======== Data listing

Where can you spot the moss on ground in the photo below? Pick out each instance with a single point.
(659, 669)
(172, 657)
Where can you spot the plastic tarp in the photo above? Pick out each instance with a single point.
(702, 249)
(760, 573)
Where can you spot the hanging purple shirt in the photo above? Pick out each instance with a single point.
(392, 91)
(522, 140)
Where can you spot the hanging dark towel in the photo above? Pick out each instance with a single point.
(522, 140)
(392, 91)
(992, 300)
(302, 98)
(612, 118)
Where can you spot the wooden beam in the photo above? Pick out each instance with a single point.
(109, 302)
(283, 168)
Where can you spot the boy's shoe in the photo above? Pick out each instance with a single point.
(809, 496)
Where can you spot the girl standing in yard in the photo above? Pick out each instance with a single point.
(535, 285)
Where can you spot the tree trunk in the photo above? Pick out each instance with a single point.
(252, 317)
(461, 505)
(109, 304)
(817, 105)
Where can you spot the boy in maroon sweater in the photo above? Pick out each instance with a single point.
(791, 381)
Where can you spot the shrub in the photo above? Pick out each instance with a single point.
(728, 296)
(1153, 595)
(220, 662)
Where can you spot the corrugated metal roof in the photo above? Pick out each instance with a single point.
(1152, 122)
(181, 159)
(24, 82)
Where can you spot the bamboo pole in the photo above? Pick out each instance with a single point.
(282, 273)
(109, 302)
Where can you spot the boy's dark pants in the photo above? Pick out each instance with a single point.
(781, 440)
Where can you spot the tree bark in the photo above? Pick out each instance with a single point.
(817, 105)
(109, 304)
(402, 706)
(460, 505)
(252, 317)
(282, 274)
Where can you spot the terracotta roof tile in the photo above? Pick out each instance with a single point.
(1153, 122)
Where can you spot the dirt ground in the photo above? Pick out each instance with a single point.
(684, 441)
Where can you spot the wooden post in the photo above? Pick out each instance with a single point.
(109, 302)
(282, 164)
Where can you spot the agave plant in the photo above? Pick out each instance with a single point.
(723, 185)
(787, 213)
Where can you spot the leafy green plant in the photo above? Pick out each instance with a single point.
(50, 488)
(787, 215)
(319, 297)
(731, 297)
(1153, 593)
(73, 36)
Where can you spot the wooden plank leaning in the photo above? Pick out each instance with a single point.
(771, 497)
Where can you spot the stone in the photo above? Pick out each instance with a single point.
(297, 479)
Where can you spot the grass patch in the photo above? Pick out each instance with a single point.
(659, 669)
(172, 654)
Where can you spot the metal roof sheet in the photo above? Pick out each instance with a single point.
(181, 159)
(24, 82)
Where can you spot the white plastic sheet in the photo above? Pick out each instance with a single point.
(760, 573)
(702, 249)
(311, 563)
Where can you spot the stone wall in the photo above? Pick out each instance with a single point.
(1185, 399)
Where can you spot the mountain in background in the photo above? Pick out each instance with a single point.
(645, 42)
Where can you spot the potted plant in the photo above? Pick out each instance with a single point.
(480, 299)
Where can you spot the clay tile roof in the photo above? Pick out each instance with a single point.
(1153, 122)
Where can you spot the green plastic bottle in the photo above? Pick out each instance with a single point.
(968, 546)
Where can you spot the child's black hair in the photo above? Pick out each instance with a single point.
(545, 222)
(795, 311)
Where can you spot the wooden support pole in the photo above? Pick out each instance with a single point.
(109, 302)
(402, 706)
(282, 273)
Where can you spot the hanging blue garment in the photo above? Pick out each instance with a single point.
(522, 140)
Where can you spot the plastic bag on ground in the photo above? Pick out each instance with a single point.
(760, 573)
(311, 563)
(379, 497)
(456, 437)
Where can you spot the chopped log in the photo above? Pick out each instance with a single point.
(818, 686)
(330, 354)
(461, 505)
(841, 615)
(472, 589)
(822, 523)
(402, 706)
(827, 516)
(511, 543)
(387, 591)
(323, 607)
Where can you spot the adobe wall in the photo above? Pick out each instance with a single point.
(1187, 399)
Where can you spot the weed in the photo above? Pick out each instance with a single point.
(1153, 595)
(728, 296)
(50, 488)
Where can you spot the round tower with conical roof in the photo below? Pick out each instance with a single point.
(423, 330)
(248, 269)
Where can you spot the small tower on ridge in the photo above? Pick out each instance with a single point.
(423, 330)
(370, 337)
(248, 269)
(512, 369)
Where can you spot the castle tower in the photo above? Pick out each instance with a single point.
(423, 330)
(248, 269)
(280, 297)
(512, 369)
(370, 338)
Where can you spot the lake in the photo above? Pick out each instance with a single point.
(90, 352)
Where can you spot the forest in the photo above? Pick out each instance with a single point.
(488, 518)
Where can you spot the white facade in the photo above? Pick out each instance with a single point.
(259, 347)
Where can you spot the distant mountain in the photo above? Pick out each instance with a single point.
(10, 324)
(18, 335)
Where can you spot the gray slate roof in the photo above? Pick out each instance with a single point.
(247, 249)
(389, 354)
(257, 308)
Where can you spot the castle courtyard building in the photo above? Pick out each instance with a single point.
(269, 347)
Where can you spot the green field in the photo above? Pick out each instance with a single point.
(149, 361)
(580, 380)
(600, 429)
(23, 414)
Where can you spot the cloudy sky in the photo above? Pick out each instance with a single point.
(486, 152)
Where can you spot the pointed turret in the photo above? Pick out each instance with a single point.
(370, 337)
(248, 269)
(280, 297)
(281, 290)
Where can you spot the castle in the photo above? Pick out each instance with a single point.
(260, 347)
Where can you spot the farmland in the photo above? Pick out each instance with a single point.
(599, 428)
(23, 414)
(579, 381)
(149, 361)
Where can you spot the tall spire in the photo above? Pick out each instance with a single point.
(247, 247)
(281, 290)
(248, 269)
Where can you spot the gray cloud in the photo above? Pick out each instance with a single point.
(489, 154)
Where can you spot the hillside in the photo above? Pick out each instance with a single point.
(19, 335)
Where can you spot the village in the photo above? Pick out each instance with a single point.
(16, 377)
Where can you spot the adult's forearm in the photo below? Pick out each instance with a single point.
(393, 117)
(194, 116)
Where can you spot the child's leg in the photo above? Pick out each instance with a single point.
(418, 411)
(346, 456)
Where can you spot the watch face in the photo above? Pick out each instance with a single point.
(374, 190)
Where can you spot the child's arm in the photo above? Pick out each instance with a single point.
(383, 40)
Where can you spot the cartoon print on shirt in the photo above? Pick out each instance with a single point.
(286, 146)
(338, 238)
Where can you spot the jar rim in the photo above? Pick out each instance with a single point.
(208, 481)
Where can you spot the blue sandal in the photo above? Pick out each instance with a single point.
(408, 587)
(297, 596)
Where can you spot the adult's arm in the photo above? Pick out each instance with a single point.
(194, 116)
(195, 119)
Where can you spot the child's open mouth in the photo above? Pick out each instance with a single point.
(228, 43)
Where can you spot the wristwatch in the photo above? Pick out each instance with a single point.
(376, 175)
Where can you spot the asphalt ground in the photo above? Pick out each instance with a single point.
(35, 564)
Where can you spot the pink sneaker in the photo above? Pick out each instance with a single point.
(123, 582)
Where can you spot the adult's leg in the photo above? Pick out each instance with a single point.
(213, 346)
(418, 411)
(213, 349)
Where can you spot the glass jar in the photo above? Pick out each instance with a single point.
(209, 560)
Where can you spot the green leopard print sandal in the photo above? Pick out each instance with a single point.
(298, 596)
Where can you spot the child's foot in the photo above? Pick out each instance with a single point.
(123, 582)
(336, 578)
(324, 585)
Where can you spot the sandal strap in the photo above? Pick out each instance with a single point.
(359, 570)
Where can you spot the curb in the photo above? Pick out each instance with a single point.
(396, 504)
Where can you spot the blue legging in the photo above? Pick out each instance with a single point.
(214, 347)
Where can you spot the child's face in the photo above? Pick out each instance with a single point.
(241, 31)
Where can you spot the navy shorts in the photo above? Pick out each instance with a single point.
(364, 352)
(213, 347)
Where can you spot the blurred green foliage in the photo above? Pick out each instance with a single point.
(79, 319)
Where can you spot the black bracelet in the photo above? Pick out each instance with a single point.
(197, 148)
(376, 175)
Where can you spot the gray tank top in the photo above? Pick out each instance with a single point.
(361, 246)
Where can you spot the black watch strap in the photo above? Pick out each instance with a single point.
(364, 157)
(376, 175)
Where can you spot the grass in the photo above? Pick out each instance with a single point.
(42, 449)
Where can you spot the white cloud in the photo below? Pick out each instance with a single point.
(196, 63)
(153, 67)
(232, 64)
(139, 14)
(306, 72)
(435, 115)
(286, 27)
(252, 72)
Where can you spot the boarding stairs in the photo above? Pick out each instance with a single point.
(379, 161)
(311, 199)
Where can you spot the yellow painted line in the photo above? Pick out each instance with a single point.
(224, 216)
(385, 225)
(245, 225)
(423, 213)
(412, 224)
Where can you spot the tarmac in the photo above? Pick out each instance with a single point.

================

* _Written task_:
Repeat the lines from the one containing "Where can you spot the white plastic" through the one containing "(1185, 399)", both included, and nothing else.

* _Correct answer_:
Where can you spot the white plastic sheet in the photo above? Pick out each instance with a single point.
(760, 573)
(702, 249)
(311, 563)
Where can you spot the stone wall in the photo above? Pick out each instance with a single point.
(1185, 399)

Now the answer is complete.